• [Work required]:
Echo each of the following rows verbatim, omitting the pictures from your reply.

Image object location rows:
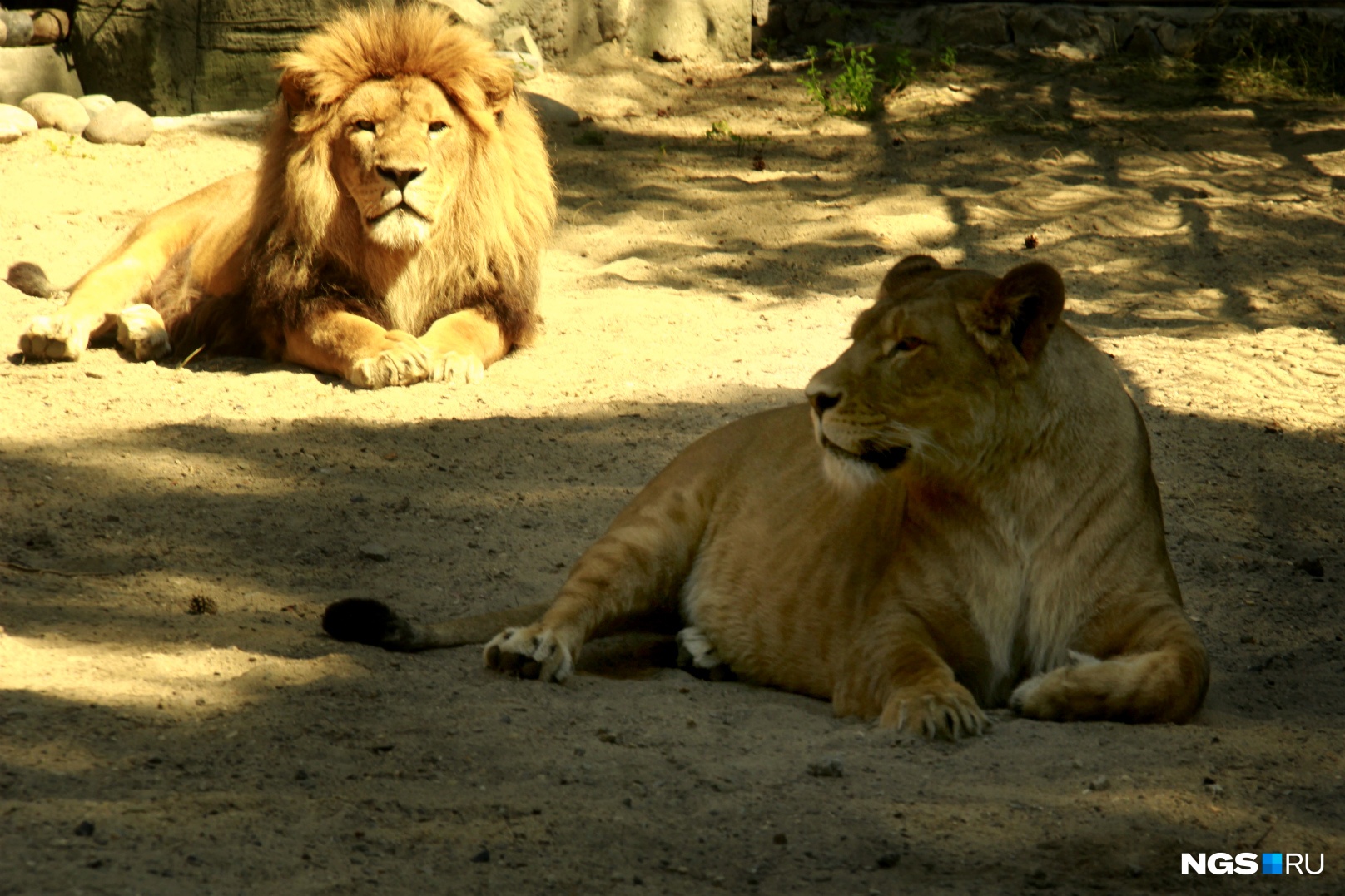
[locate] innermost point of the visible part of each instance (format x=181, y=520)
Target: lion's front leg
x=360, y=350
x=897, y=674
x=464, y=344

• [Result of the task]:
[locate] innermost point of the visible part of each instance (format x=181, y=520)
Target: lion's front leg
x=360, y=350
x=897, y=674
x=464, y=344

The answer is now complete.